*EXERCISE INSTRUCTIONS*:
Pick up the TimeML annotation text after its last line and carry it forward.

*SUPPLIED TEXT*:
In addition to the abstraction that LINK provides, there are several other additions exhibited in the annotation presented above.

2.3 Further Additions to STAG 1: Modifications to Existing Tags and Attributes

<EVENT>

The tense attribute adds the value:

'NONE'
for untensed verb forms, such as participles, etc.

<DOA>

DOA previously had no attributes; it now adds the attribute

tid ::= <integer>
which allows the DOA to serve as a temporal anchor for the entire article

<LINK>

The relType attribute adds the values:

'IAFTER'
immediately after
'IBEFORE'
immediately before
'ID'
identity (of events)

2.3 Further Additions to STAG 2: New Tags

<STATE>

attributes ::= stid
stid ::= <integer>

The TimeML working group found that, in addition to annotating events, it is also useful to annotate a select subset of states. We have decided to recognize for markup only those states which are identifiably changed over the course of the document being marked up. For example, in the present document, in the expression the Aeroflot Airbus the relationship indicating that the Airbus is run and operated by Aeroflot is not a State in the desired sense. Rather, because it is persistent throughout the event line of the document, we factor it out and it is not marked up. On the other hand, properties that are known to change during the events represented/reported in an article will be marked as States, as illustrated below:

All 75 people
<STATE stid=1>
on board
</STATE>
<LINK stateID=1 relatedToEvent=5 relType=INCLUDES/>
the Aeroflot Airbus
<EVENT eid=5 tense=PAST aspect=PERFECTIVE>
died
</EVENT>
<LINK eventID=5 signalID=2 relatedToEvent=6 relType=IAFTER/>
<SIGNAL sid=2>

2.4 A BNF for TimeML Phase 1

Putting together all the modifications and additions discussed above gives us the following BNF for a first pass at TimeML.

<EVENT>

attributes ::= eid class [argEvent] [tense] [aspect]
//* N.B. argEvent is dependent on class='REPORTING'
eid ::= <integer>
*class ::= 'OCCURRENCE' | 'PERCEPTION' | 'REPORTING' | 'ASPECTUAL'
argEvent ::= <integer>
tense ::= 'PAST' | 'PRESENT' | 'FUTURE' | 'NONE'
aspect ::= 'PROGRESSIVE' | 'PERFECTIVE'

<TIMEX>

attributes ::= tid type calDate
//* calDate is limited to [[DD]MM]YYYY | ('SPR'|'SUM'|'AUT'|'WIN')YYYY
//* A standard SGML or XML DTD cannot represent this, but an XML schema can
tid ::= <integer>
*type ::= 'DATE' | 'TIME' | 'COMPLEX'
calDate ::= PCDATA

<STATE>

attributes ::= stid
stid ::= <integer>

<SIGNAL>

attributes ::= sid
sid ::= <integer>

<DOA>

'DOA' stands for 'Date of article'.

*ENTRIES SHOWN*:
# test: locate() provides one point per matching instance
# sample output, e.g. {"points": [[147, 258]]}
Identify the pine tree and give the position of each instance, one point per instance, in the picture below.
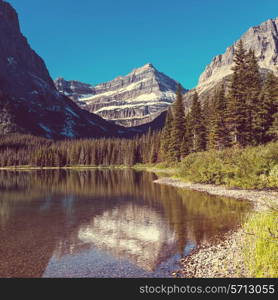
{"points": [[269, 109], [253, 101], [178, 127], [237, 107], [217, 136], [197, 127], [166, 136], [186, 146]]}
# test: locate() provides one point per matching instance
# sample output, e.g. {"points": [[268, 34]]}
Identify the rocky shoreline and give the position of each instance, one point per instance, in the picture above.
{"points": [[221, 258], [256, 197]]}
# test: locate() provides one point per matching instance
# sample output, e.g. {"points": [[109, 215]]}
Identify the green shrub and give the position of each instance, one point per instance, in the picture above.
{"points": [[252, 167], [260, 247]]}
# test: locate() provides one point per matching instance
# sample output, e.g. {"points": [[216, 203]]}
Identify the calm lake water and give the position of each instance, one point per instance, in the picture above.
{"points": [[103, 223]]}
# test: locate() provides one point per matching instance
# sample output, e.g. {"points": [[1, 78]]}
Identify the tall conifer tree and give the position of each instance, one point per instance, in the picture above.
{"points": [[237, 107], [178, 126], [197, 125]]}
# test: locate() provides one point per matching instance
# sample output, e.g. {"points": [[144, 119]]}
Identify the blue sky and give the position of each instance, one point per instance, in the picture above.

*SOLVED EXERCISE*:
attributes ::= tid
tid ::= <integer>

<LINK>

attributes ::= (eventID | timeID | stateID) [signalID] (relatedToEvent | relatedToTime) relType
eventID ::= <integer>
timeID ::= <integer>
stateID ::= <integer>
signalID ::= <integer>
relatedToEvent ::= <integer>
relatedToTime ::= <integer>
*relType ::= 'BEFORE' | 'AFTER' | 'INCLUDES' | 'IS_INCLUDED' | 'SIMULTANEOUS' | 'IAFTER' | 'IBEFORE' | 'ID'

3.0 TimeML Phase 2

Discussion of the initial version of TimeML, both by the TimeML working group and also in plenary sessions, revealed the need for further changes and additions.

3.1 Eliminating <DOA>

During presentations of the TimeML BNF of Section 2, representatives of TIDES pointed out that the text annotated with the DOA (Date of Article) tag was simply a TIMEX and so should be annotated as such. This led to a decision to eliminate the DOA tag and use TIMEX instead. In order to preserve the distinguished status of this temporal expression as the primary temporal anchor of the article, it was also decided to wrap the TIMEX representing the date of the article with a special tag. Since NewsML provides a number of timestamps, we decided to borrow from its repository and use DocCreationTime (DCT) for this purpose.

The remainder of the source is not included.